● **EXERCISE TASK**
Identify every line in the material below that contains the string "leaf" and copy each of those lines. Case counts.

--- Begin ENTRIES SHOWN ---

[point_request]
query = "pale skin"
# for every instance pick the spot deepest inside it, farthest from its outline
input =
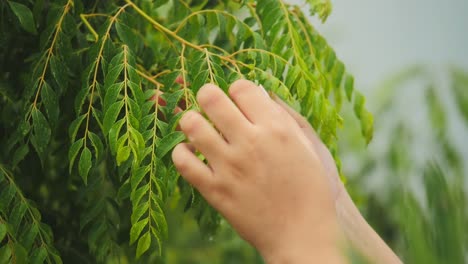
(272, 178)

--- End ENTRIES SHOWN ---
--- Begin ENTRIES SHOWN ---

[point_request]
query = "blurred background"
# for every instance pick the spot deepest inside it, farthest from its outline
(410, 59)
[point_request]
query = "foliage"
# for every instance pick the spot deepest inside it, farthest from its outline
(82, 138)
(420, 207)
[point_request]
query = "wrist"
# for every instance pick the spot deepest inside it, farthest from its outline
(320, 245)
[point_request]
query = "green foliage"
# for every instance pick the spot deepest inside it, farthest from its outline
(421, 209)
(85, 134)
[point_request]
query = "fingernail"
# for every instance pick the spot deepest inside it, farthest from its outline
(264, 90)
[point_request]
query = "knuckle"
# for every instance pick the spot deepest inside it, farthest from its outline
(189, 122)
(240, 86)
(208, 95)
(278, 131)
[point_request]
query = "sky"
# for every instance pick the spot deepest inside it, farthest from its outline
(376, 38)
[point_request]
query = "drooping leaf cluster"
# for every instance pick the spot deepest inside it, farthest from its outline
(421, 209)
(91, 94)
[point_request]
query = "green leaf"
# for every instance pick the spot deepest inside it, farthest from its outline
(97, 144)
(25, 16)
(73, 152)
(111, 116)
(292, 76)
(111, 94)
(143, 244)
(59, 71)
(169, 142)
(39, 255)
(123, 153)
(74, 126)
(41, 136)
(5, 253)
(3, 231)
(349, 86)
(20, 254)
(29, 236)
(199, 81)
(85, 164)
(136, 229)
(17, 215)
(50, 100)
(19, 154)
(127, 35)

--- End ENTRIES SHOWN ---

● **TASK ANSWER**
query = "drooping leaf cluster"
query = "green leaf"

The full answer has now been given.